------ Given data ------

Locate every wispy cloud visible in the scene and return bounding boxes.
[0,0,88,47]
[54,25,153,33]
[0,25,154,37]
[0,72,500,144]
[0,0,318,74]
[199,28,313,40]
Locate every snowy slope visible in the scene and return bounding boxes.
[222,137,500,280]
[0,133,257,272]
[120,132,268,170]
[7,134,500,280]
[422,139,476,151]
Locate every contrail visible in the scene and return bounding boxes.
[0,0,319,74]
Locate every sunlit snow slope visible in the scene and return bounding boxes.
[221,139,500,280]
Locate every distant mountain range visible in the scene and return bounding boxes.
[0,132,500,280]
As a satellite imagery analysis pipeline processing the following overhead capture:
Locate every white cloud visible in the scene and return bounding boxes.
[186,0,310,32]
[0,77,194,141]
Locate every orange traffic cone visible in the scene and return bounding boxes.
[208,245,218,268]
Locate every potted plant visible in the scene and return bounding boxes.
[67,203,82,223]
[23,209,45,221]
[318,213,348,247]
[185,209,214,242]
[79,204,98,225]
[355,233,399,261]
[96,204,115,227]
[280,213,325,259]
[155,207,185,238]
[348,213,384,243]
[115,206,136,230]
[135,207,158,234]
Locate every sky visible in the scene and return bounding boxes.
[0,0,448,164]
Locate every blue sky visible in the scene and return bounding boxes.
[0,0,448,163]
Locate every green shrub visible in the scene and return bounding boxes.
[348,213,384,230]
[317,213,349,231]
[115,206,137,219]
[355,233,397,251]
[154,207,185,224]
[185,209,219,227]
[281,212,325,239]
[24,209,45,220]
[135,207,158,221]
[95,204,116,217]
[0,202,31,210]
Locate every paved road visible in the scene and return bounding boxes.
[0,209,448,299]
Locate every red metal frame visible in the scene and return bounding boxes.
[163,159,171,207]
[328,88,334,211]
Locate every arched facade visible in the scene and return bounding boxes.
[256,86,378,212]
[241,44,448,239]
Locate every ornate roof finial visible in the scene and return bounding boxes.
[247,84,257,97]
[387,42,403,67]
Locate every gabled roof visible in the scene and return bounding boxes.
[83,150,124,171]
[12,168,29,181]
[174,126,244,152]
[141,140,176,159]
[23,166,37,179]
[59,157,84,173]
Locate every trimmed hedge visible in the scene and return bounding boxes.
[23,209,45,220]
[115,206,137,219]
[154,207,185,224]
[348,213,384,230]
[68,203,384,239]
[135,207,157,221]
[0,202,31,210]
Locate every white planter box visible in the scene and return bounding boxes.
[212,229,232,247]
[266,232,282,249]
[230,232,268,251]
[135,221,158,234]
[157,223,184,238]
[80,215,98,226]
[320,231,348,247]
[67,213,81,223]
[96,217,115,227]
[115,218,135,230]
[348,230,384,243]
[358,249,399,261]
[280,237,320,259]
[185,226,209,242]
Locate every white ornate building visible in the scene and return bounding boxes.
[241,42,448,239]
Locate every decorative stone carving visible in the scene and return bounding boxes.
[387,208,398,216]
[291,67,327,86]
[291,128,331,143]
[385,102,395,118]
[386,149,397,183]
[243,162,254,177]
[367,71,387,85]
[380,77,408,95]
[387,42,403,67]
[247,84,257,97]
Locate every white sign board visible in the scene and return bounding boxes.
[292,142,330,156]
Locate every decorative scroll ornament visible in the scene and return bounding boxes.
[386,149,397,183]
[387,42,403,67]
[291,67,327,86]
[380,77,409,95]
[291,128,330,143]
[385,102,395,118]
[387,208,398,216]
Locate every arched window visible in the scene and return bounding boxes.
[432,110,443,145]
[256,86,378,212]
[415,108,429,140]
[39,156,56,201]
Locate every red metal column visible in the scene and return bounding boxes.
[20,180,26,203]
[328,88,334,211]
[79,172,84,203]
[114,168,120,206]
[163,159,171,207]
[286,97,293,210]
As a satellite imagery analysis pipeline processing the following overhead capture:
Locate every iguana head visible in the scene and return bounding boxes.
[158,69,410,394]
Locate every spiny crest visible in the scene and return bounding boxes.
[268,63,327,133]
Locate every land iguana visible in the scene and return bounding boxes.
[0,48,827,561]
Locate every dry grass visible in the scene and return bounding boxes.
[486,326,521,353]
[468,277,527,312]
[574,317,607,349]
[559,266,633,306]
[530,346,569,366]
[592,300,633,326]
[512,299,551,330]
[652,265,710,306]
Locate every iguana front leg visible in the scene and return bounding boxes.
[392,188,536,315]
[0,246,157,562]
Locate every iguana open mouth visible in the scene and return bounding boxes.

------

Request –
Please give every line of the items above as a JSON list of strings, one string per line, with blank lines left out.

Exercise answer –
[
  "Locate every wispy cloud visible in the scene and return bounding boxes.",
  "[0,0,88,47]",
  "[54,25,153,33]",
  "[0,25,154,37]",
  "[0,72,500,144]",
  "[0,0,318,74]",
  "[199,28,313,40]",
  "Locate every snowy slope visible in the scene and return bounding boxes.",
  "[222,137,500,280]",
  "[0,133,257,272]",
  "[120,132,268,170]",
  "[7,134,500,280]",
  "[422,139,476,151]",
  "Locate every contrail visible in the scene and return bounding boxes.",
  "[0,0,319,74]",
  "Locate every sunlit snow slope visible in the scene and return bounding boxes.",
  "[221,139,500,280]",
  "Locate every distant mountain range visible in the scene and return bounding boxes.",
  "[0,132,500,280]",
  "As a satellite imagery analysis pipeline processing the following overhead capture:",
  "Locate every white cloud visible in the scene and return bounding boxes.",
  "[186,0,310,32]",
  "[0,77,194,141]",
  "Locate every orange traffic cone visible in the scene and return bounding boxes.",
  "[208,245,218,268]",
  "Locate every potted plant visible in the scene and return bounding boxes.",
  "[67,203,82,223]",
  "[23,209,45,221]",
  "[318,213,348,247]",
  "[185,209,214,242]",
  "[79,204,98,225]",
  "[355,233,399,261]",
  "[96,204,115,227]",
  "[280,213,325,259]",
  "[155,207,185,238]",
  "[348,213,384,243]",
  "[115,206,136,230]",
  "[135,207,158,234]",
  "Locate every sky visible in the scene and return bounding boxes.",
  "[0,0,448,164]",
  "Locate every blue sky visible in the scene and return bounding boxes.",
  "[0,0,448,163]",
  "Locate every green shrub visible in the scene and return bounding boxes.",
  "[348,213,384,230]",
  "[317,213,349,231]",
  "[115,206,137,219]",
  "[355,233,397,251]",
  "[154,207,185,224]",
  "[185,209,219,227]",
  "[281,212,325,239]",
  "[24,209,45,220]",
  "[135,207,158,221]",
  "[95,204,116,217]",
  "[0,202,31,210]",
  "Locate every paved road visible in the scene and return bounding boxes.",
  "[0,209,448,299]",
  "Locate every red metal frame visible in the scene and return bounding boxes.",
  "[163,159,171,207]",
  "[328,88,334,211]",
  "Locate every arched facade visible in the scene and return bounding boxes.",
  "[256,86,378,212]",
  "[241,44,448,239]",
  "Locate every ornate roof finial visible in the scene and return bounding boxes.",
  "[247,84,257,97]",
  "[387,42,403,67]",
  "Locate every gabled roof visible in the scene and return bounding boxes.",
  "[83,150,124,171]",
  "[12,168,29,181]",
  "[174,126,244,152]",
  "[141,140,176,159]",
  "[23,166,37,179]",
  "[59,157,84,173]",
  "Locate every trimmed hedge visible in the scene and return bounding boxes.",
  "[23,209,45,220]",
  "[115,206,137,219]",
  "[154,207,185,224]",
  "[348,213,384,230]",
  "[68,203,384,239]",
  "[135,207,157,221]",
  "[0,202,31,210]",
  "Locate every white planter box visible in the scene and return bounding boxes.",
  "[212,229,232,247]",
  "[266,232,282,249]",
  "[230,232,268,251]",
  "[135,221,158,234]",
  "[157,223,184,238]",
  "[80,215,98,226]",
  "[320,231,348,247]",
  "[67,213,81,223]",
  "[96,217,115,227]",
  "[115,218,135,230]",
  "[348,230,384,243]",
  "[358,249,399,261]",
  "[280,237,320,259]",
  "[185,226,209,242]",
  "Locate every white ornate building visible in the scene and return bounding boxes.",
  "[241,42,448,239]",
  "Locate every decorative stone carving visible in the scene and return bounding boxes.",
  "[387,208,398,216]",
  "[291,67,327,86]",
  "[291,128,331,143]",
  "[385,102,395,118]",
  "[386,149,397,183]",
  "[243,162,254,177]",
  "[367,71,387,85]",
  "[380,77,408,95]",
  "[387,42,403,67]",
  "[247,84,257,97]",
  "Locate every white sign board visible in the scene and return bounding boxes.",
  "[292,142,330,156]",
  "Locate every decorative scroll ornament visible in the scene and return bounding boxes.",
  "[386,149,397,183]",
  "[387,42,403,67]",
  "[291,67,327,86]",
  "[380,77,409,95]",
  "[291,128,330,143]",
  "[385,102,395,118]",
  "[387,208,398,216]",
  "Locate every arched window visible in the scene and return bounding boxes.",
  "[432,110,443,145]",
  "[256,86,378,212]",
  "[415,108,429,140]",
  "[39,156,56,201]",
  "Locate every red metal column visible in the scene and return bounding boxes.",
  "[20,180,26,203]",
  "[328,88,334,211]",
  "[79,172,84,203]",
  "[114,168,120,206]",
  "[163,159,171,207]",
  "[286,97,293,210]",
  "As a satellite imagery analysis pipeline processing the following overhead capture:",
  "Locate every iguana head visible in the scene and return bounding boxes.",
  "[158,69,410,394]",
  "Locate every spiny crest visible in the scene and return bounding boxes.",
  "[268,63,327,133]",
  "Locate every land iguana visible in the scene and return bounding boxes.",
  "[0,48,827,561]",
  "Locate every dry grass visible in the scene and return bounding boxes.",
  "[486,326,521,353]",
  "[468,277,527,312]",
  "[574,317,607,349]",
  "[559,266,633,306]",
  "[530,346,569,366]",
  "[592,300,633,326]",
  "[512,299,551,330]",
  "[652,265,710,306]",
  "Locate every iguana front leg visible in the scene and return bounding boxes.",
  "[392,188,536,315]",
  "[0,246,157,562]",
  "Locate every iguana open mouth visible in the scene and return bounding boxes."
]